▸ **Exercise brief**
Return the rows from the line with "Detect green foliage." through the end of the rows, repeated verbatim.

▸ **Raw data**
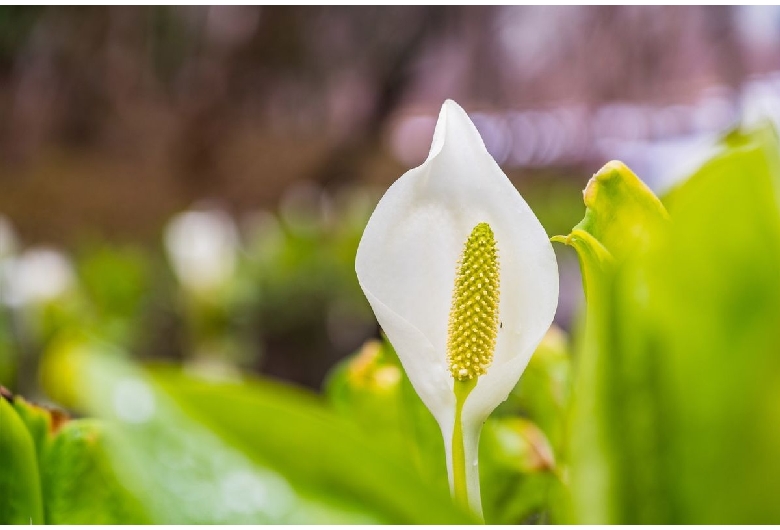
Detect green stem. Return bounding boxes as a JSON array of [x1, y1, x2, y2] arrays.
[[452, 378, 479, 509]]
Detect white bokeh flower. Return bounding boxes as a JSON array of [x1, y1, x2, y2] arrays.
[[165, 210, 238, 293], [355, 100, 558, 514]]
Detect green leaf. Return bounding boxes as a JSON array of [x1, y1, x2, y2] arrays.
[[41, 419, 149, 524], [150, 366, 471, 524], [570, 128, 780, 524], [0, 397, 44, 524], [48, 344, 471, 524]]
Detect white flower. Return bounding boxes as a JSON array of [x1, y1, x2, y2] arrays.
[[0, 247, 76, 306], [355, 100, 558, 513], [165, 210, 238, 293]]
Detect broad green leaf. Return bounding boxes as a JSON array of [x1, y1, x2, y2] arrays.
[[570, 122, 780, 524], [553, 161, 668, 522], [41, 419, 149, 524], [45, 345, 470, 524], [325, 340, 449, 491], [149, 364, 470, 524], [0, 397, 44, 524]]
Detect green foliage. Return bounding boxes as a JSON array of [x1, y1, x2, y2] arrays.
[[0, 397, 43, 524], [556, 128, 780, 524]]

▸ **Full solution**
Detect green foliage. Return bounding boxes as a JSON array of [x1, y1, x2, y2] arrays.
[[0, 397, 43, 524], [556, 128, 780, 524]]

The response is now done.